[Point annotation dataset records]
+++++
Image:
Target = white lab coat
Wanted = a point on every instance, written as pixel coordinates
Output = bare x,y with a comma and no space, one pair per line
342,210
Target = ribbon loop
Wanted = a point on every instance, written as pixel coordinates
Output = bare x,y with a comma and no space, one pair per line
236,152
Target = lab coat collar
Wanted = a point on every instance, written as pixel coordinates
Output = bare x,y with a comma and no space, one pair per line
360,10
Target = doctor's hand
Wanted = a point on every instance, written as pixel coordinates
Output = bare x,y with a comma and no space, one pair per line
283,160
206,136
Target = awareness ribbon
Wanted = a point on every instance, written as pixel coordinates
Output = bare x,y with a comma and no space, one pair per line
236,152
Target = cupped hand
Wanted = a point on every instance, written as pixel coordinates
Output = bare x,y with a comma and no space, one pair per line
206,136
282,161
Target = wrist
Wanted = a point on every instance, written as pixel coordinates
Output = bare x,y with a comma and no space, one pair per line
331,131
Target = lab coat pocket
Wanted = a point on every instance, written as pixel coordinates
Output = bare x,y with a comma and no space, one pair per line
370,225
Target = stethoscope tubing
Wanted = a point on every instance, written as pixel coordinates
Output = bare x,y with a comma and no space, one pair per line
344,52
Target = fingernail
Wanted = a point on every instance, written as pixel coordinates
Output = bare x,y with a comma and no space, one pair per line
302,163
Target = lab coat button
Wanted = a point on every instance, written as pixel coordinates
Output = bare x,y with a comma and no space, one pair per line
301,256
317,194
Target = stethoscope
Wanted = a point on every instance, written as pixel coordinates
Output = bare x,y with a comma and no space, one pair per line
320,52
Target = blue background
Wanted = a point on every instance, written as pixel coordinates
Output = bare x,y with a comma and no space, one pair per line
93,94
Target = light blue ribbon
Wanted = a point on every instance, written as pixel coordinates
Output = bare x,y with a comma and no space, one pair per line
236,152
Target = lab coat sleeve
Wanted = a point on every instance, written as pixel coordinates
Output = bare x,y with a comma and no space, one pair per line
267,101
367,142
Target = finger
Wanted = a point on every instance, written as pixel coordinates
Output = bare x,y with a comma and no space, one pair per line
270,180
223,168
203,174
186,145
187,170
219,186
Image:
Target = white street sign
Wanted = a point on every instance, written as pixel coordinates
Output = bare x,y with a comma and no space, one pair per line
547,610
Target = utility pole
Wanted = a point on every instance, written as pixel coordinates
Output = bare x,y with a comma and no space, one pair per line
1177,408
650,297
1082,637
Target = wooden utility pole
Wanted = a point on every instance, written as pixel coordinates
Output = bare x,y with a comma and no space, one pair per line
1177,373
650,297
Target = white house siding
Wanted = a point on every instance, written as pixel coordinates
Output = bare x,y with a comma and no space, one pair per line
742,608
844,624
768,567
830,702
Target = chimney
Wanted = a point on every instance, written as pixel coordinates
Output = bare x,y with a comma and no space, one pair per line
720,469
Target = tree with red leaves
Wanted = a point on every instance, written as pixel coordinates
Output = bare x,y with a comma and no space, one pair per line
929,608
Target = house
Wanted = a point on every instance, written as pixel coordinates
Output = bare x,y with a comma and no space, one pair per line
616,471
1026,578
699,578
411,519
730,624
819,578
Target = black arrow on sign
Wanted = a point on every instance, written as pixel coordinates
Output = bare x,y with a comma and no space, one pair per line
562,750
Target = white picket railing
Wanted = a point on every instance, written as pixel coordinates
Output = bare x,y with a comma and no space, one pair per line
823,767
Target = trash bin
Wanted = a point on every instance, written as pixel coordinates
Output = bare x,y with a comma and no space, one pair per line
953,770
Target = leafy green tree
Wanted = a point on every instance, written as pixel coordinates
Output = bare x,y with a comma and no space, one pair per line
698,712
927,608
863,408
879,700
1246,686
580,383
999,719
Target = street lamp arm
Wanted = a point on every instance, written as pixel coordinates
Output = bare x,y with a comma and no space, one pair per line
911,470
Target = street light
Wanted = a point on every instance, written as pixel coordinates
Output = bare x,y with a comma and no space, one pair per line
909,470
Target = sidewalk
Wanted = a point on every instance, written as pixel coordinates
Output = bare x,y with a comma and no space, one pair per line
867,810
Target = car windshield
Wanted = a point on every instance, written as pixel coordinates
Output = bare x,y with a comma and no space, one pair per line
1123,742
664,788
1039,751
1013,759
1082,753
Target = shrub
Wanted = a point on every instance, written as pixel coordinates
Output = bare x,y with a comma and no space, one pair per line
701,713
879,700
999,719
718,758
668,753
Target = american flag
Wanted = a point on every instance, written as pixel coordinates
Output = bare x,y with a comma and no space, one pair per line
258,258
+++++
_Your objective_: Each record above should be returned exactly as it appears.

_In response_:
Image:
Target = white lab coat
Wanted = a point on every instance, written as pixel coordinates
Output = bare x,y with a comma and no space, one pair per line
342,210
Target = ribbon loop
Wanted = a point on every instance, written as pixel coordinates
Output = bare x,y with a comma and no space, one pair per line
236,152
Target = lab coat collar
Wanted = a point on every instance, written as pixel coordinates
Output = bare x,y with a comma and no space, one pair per line
360,10
Target = doctor's hand
Wanted = a point on every instance, written as pixel coordinates
Output = bare x,y with a comma and no space, one pair per line
283,160
206,136
Target = awareness ribbon
Wanted = a point on every instance, written as pixel coordinates
Output = bare x,y with a comma and no space, one pair per line
236,152
Target = cupped hand
Wanted = a point on every instance, written as pixel coordinates
Output = bare x,y with a comma and no space, one pair per line
206,136
282,161
Target = wrist
Wanted = a point on every instance, written as pixel coordinates
Output = bare x,y with a comma and no space, one pair per line
331,131
Target = lab coat pocket
Wanted = a point on every instance, written as pixel coordinates
Output = bare x,y with a comma and no space, one pair per line
370,225
Target = stethoscope tubing
Wanted = a point on every instance, written as pixel coordinates
Output = bare x,y with a comma and no space, one pair per line
344,52
Target = fingernail
Wanted = a point on every instance, written as pixel coordinates
Output = bare x,y with a comma and no space, one pair per line
302,163
Target = lab coat button
Wanted = a point on every instance, written as pixel coordinates
Output = bare x,y with a comma and no space, one pair per line
301,256
317,194
Target = stethoscope
Wanted = a point on every instance, written as pixel coordinates
Output = bare x,y with a comma and no space, one pair per line
320,52
Target = blue background
Wanted = a point on every instance, written as pixel coordinates
Output = bare x,y with a comma and no space, one pair per line
93,94
Target = light blue ribbon
Wanted = a point on every instance, written as pixel coordinates
Output = bare x,y with a comma and no space, one pair per line
236,152
Target = lab coat sleeve
Wanted = a point on every instance, written as pixel coordinates
Output = bare x,y with a comma and no space, one pair per line
267,101
367,142
Target = finger
Wanted = a point on every instance, written as pixel coordinates
Output = bare x,y with a comma and no space, one pair per line
270,180
223,168
203,174
186,145
187,170
219,186
Image:
Target = white street sign
Wanted = a point on every instance, written as pixel coordinates
Output = bare x,y with a comma and no space, one pair per line
547,610
Target = utility pole
Wanted = a point on every instance, written as pixel coordinates
Output = bare x,y with a comma and no space, one pair per line
1177,408
650,297
1082,637
Target = wooden utility pole
Wanted = a point on every instance, written as pixel coordinates
Output = bare x,y with a comma and no space, one pair per line
1177,373
650,297
Target = white house siding
Wanted = a point on every instance, written as pixel coordinates
Output = bare x,y with a comma and no space, one pair per line
742,608
844,624
768,567
830,702
Target = chimney
Wanted = a point on every instance, written as pixel coordinates
Output = bare x,y with a comma and no space, one pair per line
720,469
Target = tree with red leaves
Wanted = a point on every instance, written as pixel coordinates
Output = bare x,y with a comma and no space, one pair per line
929,608
Target = house
Wanted = a point on every instance, written as pixel coordinates
Output = bare x,y with a comma and no space, one pair per line
616,471
1026,578
699,578
411,519
730,624
819,578
Target = black arrow on sign
Wanted = a point on every instance, written as pixel coordinates
Output = bare x,y with a comma and no space, one pair per line
562,750
Target = white picket railing
Wanted = a point on every instance, written as pixel coordinates
Output = bare x,y with a comma and no space, one pair per line
823,767
Target = trash bin
Wanted = a point on every instance, written as pixel coordinates
Output = bare x,y with a comma and no space, one pair per line
953,770
Target = leafy green tree
Wanted = a point on every instance, written as pixel coordinates
Output = bare x,y with a comma and no space, one pair per line
698,712
927,608
863,408
879,700
1246,686
580,383
999,719
Target = street lamp arm
Wanted = a point on every instance, written as pixel coordinates
Output = bare x,y with a comma and no space, one pair per line
911,470
Target = street light
Wanted = a point on every instance, written as pixel coordinates
Output = bare x,y with a comma and no space, one pair per line
909,470
Target = sidewalk
Wanted = a point on every instance, written as pixel coordinates
Output = bare x,y with a comma and no space, one pair per line
867,810
Target = car windshield
Wanted = a point on every instance, written as pixel coordinates
Output = bare x,y with a comma and no space, one pair per line
1123,742
664,788
1039,751
1013,759
1082,753
Target = shrub
Wanted = a point on every instance, written as pixel coordinates
Output = bare x,y with a comma and no space, one pair per line
701,713
879,700
999,719
718,758
668,753
Target = american flag
Wanted = a point on every instance, written as pixel coordinates
Output = bare x,y with a comma and no space, one pair per line
258,258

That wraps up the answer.